▶ Provided records
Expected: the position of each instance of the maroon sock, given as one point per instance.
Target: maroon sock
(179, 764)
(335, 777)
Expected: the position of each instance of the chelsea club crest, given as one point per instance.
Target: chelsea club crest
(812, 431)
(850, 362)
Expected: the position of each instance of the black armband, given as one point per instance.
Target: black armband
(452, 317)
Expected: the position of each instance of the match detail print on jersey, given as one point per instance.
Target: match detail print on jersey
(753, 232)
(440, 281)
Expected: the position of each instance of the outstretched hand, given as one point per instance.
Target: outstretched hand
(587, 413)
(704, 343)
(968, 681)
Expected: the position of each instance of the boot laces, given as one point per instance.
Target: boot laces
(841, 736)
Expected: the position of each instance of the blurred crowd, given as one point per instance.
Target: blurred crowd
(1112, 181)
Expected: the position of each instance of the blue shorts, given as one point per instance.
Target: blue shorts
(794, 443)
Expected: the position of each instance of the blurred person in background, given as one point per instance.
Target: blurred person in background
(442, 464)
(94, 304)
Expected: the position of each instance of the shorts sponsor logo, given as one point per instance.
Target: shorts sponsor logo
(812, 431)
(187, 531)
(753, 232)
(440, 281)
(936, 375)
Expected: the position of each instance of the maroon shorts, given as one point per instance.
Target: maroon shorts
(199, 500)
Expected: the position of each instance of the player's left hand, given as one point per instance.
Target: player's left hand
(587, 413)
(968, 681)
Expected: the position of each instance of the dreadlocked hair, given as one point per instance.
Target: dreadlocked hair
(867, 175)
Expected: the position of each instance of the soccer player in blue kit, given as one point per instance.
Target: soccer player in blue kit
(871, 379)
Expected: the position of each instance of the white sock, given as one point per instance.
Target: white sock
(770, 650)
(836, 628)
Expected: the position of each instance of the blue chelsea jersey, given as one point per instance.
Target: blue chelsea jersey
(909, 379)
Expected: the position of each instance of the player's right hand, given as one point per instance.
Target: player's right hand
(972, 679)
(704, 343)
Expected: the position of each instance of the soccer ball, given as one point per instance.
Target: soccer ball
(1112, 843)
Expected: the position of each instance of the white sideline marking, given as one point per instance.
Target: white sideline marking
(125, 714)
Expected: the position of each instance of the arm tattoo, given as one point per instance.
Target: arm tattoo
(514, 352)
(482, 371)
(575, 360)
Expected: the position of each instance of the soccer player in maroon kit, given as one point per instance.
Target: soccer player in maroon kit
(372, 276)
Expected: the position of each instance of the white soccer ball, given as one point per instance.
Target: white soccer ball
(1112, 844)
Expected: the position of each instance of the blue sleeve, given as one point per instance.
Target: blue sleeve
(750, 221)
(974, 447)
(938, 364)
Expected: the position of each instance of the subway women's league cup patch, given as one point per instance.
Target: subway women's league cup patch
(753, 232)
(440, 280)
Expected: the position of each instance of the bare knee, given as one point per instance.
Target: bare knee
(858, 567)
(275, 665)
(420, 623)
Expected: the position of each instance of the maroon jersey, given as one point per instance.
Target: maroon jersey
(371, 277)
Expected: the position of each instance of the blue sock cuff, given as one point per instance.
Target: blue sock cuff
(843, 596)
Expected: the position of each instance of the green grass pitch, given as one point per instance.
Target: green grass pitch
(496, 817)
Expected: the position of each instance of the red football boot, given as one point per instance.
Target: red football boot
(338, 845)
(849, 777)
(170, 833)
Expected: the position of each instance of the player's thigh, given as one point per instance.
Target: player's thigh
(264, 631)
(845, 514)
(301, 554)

...

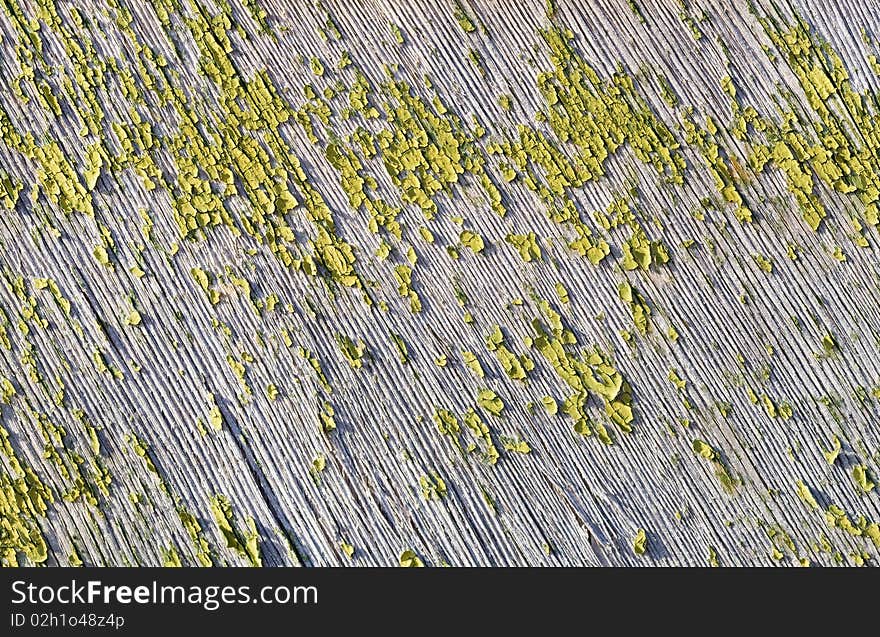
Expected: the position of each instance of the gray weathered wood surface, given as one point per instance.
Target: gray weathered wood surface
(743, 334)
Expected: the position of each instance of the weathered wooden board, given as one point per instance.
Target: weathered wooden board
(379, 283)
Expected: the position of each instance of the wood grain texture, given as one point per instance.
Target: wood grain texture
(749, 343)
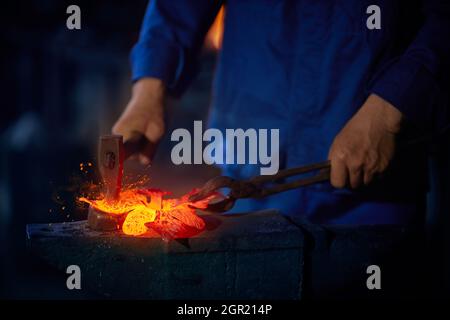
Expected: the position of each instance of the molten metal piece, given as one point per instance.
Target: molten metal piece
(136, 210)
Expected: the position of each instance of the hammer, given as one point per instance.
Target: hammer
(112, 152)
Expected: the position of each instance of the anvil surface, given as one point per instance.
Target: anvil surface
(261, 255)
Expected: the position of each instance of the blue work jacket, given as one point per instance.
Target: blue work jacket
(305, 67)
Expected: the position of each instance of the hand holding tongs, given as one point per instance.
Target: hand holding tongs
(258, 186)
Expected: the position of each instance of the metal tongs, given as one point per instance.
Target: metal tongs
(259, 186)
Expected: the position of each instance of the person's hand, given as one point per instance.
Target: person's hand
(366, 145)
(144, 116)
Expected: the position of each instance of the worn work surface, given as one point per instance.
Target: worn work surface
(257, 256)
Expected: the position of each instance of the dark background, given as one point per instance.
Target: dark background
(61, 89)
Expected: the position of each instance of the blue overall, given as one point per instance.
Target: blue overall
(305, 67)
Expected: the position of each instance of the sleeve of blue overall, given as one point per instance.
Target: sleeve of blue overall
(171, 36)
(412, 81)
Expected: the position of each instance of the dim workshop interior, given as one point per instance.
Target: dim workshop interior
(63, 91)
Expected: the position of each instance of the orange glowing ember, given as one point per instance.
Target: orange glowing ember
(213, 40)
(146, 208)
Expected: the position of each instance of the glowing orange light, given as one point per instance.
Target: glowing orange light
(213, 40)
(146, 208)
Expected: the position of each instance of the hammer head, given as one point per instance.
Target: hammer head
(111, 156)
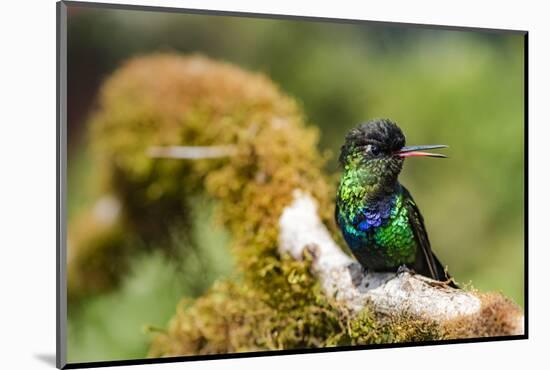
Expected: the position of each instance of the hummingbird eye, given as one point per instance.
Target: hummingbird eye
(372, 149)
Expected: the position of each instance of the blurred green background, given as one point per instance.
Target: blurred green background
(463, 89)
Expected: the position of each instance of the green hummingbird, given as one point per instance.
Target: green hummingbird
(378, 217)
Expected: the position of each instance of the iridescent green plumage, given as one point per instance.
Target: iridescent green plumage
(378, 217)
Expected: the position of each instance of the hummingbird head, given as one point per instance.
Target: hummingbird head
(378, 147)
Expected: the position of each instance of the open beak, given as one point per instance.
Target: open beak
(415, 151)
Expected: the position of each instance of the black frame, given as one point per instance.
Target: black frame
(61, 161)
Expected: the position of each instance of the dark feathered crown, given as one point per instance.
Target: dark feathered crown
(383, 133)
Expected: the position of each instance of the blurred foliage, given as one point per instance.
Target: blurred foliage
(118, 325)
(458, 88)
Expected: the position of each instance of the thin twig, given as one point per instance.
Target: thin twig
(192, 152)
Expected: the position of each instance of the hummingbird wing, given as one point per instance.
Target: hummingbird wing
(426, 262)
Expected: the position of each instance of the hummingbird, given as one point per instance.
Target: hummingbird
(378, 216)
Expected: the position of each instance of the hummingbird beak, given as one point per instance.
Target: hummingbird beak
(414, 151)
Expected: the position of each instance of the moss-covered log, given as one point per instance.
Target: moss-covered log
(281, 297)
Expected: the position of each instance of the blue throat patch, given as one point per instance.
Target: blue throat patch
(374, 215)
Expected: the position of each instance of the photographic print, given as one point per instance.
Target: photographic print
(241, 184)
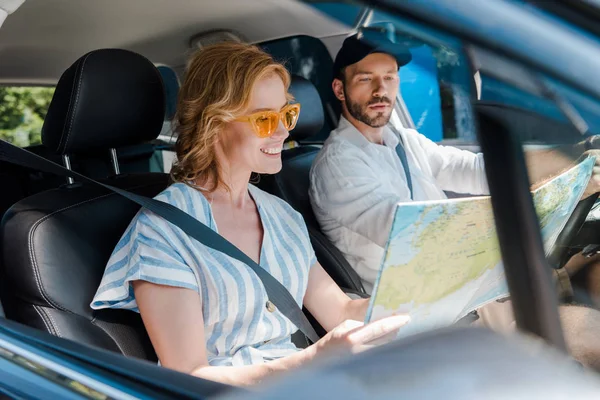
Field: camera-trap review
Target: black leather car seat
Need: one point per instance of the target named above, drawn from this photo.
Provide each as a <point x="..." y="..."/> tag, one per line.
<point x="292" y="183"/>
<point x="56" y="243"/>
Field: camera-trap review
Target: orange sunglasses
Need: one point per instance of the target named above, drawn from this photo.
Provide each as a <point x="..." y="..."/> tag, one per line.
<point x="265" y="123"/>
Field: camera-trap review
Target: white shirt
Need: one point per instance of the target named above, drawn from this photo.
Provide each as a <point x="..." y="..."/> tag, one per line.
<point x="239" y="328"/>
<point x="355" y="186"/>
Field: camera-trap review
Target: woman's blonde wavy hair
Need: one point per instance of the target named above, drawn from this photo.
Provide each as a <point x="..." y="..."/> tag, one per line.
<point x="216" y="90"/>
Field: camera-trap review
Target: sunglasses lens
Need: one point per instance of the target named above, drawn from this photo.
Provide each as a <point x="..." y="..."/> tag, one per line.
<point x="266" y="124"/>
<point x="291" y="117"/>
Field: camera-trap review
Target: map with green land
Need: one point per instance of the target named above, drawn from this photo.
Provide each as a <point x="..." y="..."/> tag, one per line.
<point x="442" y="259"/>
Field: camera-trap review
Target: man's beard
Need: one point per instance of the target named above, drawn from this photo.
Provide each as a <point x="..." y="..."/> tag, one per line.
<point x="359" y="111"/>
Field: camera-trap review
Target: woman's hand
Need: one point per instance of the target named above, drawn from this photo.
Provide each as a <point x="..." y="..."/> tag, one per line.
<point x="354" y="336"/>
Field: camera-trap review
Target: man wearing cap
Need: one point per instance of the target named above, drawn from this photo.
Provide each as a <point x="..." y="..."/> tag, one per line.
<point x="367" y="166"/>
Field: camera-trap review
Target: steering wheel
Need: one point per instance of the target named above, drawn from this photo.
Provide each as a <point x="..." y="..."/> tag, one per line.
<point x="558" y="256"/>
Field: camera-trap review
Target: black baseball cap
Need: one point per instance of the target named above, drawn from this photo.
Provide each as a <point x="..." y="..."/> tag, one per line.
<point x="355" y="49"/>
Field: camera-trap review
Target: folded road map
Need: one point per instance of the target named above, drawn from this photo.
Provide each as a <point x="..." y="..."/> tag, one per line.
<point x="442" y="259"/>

---

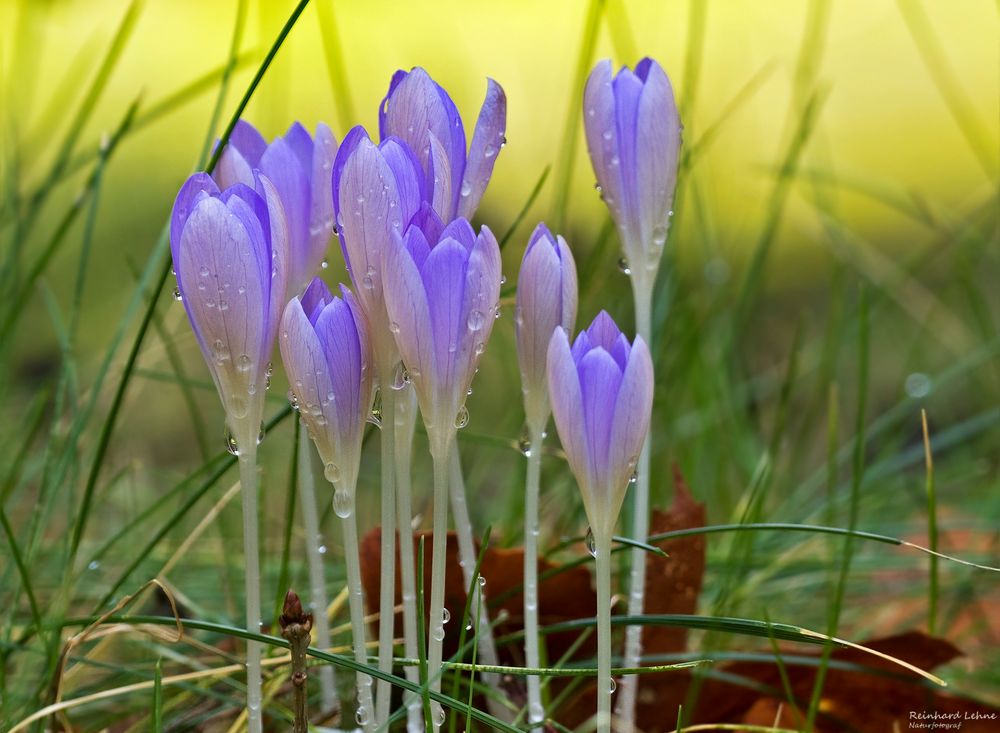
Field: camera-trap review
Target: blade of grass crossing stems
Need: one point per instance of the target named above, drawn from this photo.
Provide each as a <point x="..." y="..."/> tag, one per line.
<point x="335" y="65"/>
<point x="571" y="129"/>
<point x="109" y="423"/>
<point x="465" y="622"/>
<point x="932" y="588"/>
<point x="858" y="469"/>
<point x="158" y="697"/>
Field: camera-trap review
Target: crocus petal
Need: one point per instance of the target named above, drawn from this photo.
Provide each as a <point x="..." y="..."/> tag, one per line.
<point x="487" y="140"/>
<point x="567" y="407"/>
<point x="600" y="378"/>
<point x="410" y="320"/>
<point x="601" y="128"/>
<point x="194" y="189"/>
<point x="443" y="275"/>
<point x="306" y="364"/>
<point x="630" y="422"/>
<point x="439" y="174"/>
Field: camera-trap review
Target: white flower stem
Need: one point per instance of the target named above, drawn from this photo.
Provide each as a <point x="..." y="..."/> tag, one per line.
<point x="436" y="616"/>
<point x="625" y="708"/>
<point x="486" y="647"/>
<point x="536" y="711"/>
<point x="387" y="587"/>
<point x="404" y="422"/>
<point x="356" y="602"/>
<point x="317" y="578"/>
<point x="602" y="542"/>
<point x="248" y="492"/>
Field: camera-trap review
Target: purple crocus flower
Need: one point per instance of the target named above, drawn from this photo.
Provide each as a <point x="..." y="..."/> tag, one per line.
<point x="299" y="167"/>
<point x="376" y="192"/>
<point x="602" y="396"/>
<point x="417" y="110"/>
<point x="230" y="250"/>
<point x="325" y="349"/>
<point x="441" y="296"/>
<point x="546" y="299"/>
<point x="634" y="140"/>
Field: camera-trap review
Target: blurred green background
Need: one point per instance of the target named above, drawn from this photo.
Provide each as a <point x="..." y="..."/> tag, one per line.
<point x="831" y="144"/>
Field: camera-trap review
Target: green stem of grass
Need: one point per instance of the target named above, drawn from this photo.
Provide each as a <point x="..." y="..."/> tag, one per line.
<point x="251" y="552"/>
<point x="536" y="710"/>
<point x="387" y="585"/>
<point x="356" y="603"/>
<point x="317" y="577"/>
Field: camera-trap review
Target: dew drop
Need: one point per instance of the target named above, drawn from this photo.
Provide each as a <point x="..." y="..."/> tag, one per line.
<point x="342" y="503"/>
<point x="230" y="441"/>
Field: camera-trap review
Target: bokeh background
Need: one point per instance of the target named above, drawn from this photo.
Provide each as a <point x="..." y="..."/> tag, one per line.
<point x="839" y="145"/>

▶ Action item
Determine the number of lines in the data above that include the word "flower", then answer with that number alone.

▶ Task output
2